Source:
- - - - - - -
Welcome to Weird-Old-Ladyhood (OR Why didn’t I quit Facebook sooner?)

This morning, I deactivated my Facebook account. I’m still on social media elsewhere, but Facebook in particular really feeds my anxiety and negative feelings, so it had to go. I’m in the process of learning to do what I want and not just what will get me the most approval from people on the internet. It’s not that I don’t care what my friends and family think or that I don’t want to share my life with them, but I think the sharing I’ve been doing via Facebook has been tainted with approval-seeking and conflict-avoiding, and as a result, it’s been less than genuine. I’ve been writing more lately but keeping most of it close, and I’m starting to feel ready to share in a more real and honest way.

If you wanna see what I’ve been working on, I’m hoping to get braver about sharing things here, whether completed works or short snippets of ideas. When I have a poem or a couple lines that I like, I’ve been posting it on Instagram. Sometimes I post clips of songs I’m learning on the ukulele. I’m not a rock star or anything. I’m barely even a poet. (I mean, I am a poet in that cursed way that people with depression and an affinity for grammar tend to be.) But that’s ok. Right now, I am pretty much content with surviving.
- - - - - - -
Problems to work on:
• 1. Quote the post about quitting Facebook from "If you wanna" up to and including "content with surviving.".
• 2. Pick up the post about quitting Facebook where it stops and keep writing.
- - - - - - -
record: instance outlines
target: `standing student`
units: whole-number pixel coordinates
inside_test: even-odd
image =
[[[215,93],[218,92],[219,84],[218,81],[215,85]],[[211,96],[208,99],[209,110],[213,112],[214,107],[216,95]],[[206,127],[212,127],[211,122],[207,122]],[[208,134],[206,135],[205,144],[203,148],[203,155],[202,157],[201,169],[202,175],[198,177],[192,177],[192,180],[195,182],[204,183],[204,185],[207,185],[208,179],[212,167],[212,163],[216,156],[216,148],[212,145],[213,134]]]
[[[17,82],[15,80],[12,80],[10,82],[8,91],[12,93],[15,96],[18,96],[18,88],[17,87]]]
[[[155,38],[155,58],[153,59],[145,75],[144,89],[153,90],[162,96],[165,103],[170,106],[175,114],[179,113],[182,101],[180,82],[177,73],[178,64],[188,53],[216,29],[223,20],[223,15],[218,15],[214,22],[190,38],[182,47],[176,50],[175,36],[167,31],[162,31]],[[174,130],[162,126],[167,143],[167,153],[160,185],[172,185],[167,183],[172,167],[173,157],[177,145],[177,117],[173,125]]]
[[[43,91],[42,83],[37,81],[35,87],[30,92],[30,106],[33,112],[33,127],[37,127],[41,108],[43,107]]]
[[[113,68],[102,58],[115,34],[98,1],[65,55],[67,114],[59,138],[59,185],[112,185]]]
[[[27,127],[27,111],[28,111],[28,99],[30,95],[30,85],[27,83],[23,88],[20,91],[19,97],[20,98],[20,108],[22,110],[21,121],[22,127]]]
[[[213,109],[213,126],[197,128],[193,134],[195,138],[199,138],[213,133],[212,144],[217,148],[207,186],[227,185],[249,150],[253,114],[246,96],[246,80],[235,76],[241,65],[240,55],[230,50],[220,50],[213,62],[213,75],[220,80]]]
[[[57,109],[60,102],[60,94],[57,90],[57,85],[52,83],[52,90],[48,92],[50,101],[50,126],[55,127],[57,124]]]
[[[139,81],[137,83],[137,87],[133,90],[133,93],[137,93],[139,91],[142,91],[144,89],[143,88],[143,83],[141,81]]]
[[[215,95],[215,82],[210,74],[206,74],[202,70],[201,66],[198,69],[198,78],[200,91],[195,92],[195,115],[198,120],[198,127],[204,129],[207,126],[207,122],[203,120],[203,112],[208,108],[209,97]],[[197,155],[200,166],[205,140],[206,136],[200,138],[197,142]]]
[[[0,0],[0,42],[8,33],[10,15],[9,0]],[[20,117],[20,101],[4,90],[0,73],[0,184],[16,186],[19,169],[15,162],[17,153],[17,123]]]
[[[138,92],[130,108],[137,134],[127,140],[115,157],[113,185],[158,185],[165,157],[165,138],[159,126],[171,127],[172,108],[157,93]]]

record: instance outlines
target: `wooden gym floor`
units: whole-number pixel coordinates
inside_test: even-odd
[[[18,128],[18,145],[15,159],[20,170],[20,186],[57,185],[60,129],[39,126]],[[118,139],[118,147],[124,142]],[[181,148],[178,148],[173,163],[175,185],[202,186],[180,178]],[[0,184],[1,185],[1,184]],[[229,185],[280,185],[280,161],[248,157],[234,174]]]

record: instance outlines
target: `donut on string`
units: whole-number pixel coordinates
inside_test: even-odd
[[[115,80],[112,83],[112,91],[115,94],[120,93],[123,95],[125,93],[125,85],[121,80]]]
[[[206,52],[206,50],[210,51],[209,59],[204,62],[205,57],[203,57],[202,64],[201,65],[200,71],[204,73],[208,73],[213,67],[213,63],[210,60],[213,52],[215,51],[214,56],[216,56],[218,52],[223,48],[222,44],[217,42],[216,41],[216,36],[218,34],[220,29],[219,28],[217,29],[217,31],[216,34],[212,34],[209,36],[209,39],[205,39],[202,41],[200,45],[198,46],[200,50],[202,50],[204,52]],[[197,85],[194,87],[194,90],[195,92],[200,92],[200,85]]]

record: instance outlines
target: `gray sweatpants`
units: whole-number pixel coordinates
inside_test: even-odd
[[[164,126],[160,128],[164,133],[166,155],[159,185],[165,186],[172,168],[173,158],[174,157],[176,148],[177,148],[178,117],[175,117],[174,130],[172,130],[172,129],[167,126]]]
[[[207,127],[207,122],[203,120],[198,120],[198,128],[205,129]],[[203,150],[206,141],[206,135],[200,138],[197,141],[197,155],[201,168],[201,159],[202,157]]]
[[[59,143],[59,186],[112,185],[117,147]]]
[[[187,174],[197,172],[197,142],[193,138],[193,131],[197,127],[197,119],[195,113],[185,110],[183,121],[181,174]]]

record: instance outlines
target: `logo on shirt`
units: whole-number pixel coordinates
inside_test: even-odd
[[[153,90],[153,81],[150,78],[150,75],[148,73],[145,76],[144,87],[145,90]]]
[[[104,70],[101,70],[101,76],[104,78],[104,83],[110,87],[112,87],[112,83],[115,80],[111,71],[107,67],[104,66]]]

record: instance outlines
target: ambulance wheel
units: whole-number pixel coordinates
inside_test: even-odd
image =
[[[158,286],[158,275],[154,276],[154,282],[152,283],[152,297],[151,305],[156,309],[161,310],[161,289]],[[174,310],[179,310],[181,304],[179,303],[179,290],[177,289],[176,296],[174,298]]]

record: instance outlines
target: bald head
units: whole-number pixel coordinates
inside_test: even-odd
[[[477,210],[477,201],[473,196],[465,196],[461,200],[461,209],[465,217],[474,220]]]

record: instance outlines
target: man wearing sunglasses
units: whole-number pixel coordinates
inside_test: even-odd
- - - - - - -
Written responses:
• 1.
If you wanna see what I’ve been working on, I’m hoping to get braver about sharing things here, whether completed works or short snippets of ideas. When I have a poem or a couple lines that I like, I’ve been posting it on Instagram. Sometimes I post clips of songs I’m learning on the ukulele. I’m not a rock star or anything. I’m barely even a poet. (I mean, I am a poet in that cursed way that people with depression and an affinity for grammar tend to be.) But that’s ok. Right now, I am pretty much content with surviving.

• 2.
Part of what’s going on here is that I’ve been rather deeply depressed this winter, and the past couple years have gotten harder, but this year has been the worst. I am sure the political climate has a lot to do with it, plus the seemingly constant stream of violence and conflict in every other public arena. I was staying on Facebook because it was supposed to help me stay connected with my friends and family, but it was also serving as a surrogate news source, especially when I was “too busy” to seek other sources. But instead of being a good way to keep abreast of the issues that my community finds important, Facebook provides me a firehose of bad news supplemented with the reactions of all my acquaintances. As I read my timeline (not just daily, but compulsively throughout the day, even when I really don’t feel like it) I feel the same heartbreak and rage over and over again, then temporarily soothe it with cute cat videos or tear-jerking videos of the good side of humanity. I’ve been emotionally overdosing, using news and memes alternately the way people mixed uppers and downers in the 80s. This is not mentally or emotionally sustainable. If you’ve ever bleached and dyed your hair till it felt like Easter basket straw, I’d say that’s my approximate emotional condition at this time, and Facebook is a direct contributor to that.

With all that said, I’m gonna wrap this shit up by resigning myself to being that weird old lady with the blog no one reads because why the hell not? Better to be that than the sad, semi-suicidal old lady pretending everything’s ok to get more likes on Facebook.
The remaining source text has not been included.